▶ Stated problem 1
Find every line in the records that contains the string "trunk" and copy each one out. Matching is case-sensitive.

▶ Passage
<<<<

Path: news.mathworks.com!not-for-mail
From: <HIDDEN>
Newsgroups: comp.soft-sys.matlab
Subject: Re: How to solve this non-convex quadratically constrained quadratic programming
Date: Thu, 19 Apr 2012 15:35:13 +0000 (UTC)
Organization: Xoran Technologies
Lines: 19
Message-ID: <jmpbbh$n13$1@newscl01ah.mathworks.com>
References: <3072521.689.1334707719706.JavaMail.geo-discussion-forums@ynmm9> <jmljp0$jbi$1@newscl01ah.mathworks.com> <16329087.1512.1334757550839.JavaMail.geo-discussion-forums@ynmm10> <jmofmi$q63$1@newscl01ah.mathworks.com>
Reply-To: <HIDDEN>
NNTP-Posting-Host: www-02-blr.mathworks.com
Content-Type: text/plain; charset=UTF-8; format=flowed
Content-Transfer-Encoding: 8bit
X-Trace: newscl01ah.mathworks.com 1334849713 23587 172.30.248.47 (19 Apr 2012 15:35:13 GMT)
X-Complaints-To: news@mathworks.com
NNTP-Posting-Date: Thu, 19 Apr 2012 15:35:13 +0000 (UTC)
X-Newsreader: MATLAB Central Newsreader 1440443
Xref: news.mathworks.com comp.soft-sys.matlab:765193

"David Epstein" <David.Epstein.spam@remove.warwick.ac.uk> wrote in message <jmofmi$q63$1@newscl01ah.mathworks.com>...
>
> I had a quick look at Bruno's code, but I didn't understand it. I assume it's a very good implementation of Lagrange Multipliers, applied to this particular situation. So it seems like an excellent start, though it doesn't seem all that likely that changing only one or two lines would be much of a help. I'm probably thinking too much like a pure mathematician. A lot depends on where your X comes from.
====================

I also don't understand it. I can see that the code is recasting the problem as

min. x'*H*x-g'*x
s.t. norm(x)*2=1

The Lagrange Multiplier equations for this, I find to be

(H-lambda*I)*x=g

It is also clear to me that the required lambda will be the optimal objective function value, so minimizing or maximizing lambda corresponds to minimizing or maximizing the objective.

However, I cannot see how the above Lagrange multiplier equations are equivalent to the quadratic eigenvalue problem

(  (H*H - g*g') + (-2*H)*lambda + I*lambda^2 )*x=0

>>>>

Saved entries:
<<<<

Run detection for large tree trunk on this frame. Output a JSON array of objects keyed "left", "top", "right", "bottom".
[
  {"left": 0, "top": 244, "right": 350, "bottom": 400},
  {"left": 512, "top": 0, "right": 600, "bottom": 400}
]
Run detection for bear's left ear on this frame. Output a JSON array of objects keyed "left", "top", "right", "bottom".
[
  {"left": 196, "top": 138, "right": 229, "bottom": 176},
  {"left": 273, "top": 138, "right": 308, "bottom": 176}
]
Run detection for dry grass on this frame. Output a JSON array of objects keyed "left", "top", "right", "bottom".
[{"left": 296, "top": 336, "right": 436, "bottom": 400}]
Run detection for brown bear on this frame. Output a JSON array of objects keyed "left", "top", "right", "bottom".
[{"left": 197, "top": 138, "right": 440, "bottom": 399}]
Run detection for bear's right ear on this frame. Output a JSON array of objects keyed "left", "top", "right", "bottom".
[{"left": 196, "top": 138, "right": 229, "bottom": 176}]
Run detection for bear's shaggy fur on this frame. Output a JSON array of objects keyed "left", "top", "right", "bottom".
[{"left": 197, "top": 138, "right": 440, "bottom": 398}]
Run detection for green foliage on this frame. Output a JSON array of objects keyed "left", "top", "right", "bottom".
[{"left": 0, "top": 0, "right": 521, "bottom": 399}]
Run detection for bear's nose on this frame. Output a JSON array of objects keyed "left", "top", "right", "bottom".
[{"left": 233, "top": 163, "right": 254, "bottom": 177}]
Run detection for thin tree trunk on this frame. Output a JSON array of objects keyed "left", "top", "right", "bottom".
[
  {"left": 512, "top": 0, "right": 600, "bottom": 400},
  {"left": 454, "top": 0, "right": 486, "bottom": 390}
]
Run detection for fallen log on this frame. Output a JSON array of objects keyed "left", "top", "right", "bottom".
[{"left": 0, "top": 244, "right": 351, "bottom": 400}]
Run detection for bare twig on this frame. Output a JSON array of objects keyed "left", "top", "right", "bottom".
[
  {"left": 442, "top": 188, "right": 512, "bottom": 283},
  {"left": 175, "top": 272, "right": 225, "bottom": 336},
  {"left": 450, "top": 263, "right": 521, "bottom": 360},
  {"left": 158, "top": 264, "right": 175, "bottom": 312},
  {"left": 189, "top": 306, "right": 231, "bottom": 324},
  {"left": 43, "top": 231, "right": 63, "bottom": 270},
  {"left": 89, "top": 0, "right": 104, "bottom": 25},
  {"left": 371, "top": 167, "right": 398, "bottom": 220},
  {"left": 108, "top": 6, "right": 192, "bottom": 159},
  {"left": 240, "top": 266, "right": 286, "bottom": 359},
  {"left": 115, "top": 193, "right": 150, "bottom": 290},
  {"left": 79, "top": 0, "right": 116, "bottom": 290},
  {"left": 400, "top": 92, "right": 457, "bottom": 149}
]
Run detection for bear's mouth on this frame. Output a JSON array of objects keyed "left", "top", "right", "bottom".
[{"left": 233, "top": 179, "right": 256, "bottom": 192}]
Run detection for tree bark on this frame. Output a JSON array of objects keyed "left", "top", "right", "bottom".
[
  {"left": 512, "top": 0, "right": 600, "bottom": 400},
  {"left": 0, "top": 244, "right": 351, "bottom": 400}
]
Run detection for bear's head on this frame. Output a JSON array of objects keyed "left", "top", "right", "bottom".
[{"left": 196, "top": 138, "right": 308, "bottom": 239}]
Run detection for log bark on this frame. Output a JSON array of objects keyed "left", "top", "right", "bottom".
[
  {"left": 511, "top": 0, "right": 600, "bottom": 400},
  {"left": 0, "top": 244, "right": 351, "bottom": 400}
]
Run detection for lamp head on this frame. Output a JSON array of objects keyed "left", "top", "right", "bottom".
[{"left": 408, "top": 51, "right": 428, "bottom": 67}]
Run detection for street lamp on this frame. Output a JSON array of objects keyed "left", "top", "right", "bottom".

>>>>

▶ Stated problem 2
In the newsgroup post, what equation does the poster give as the Lagrange multiplier equations for the recast problem?

▶ Exercise solution 1
Run detection for large tree trunk on this frame. Output a JSON array of objects keyed "left", "top", "right", "bottom".
Run detection for thin tree trunk on this frame. Output a JSON array of objects keyed "left", "top", "right", "bottom".

▶ Exercise solution 2
(H-lambda*I)*x=g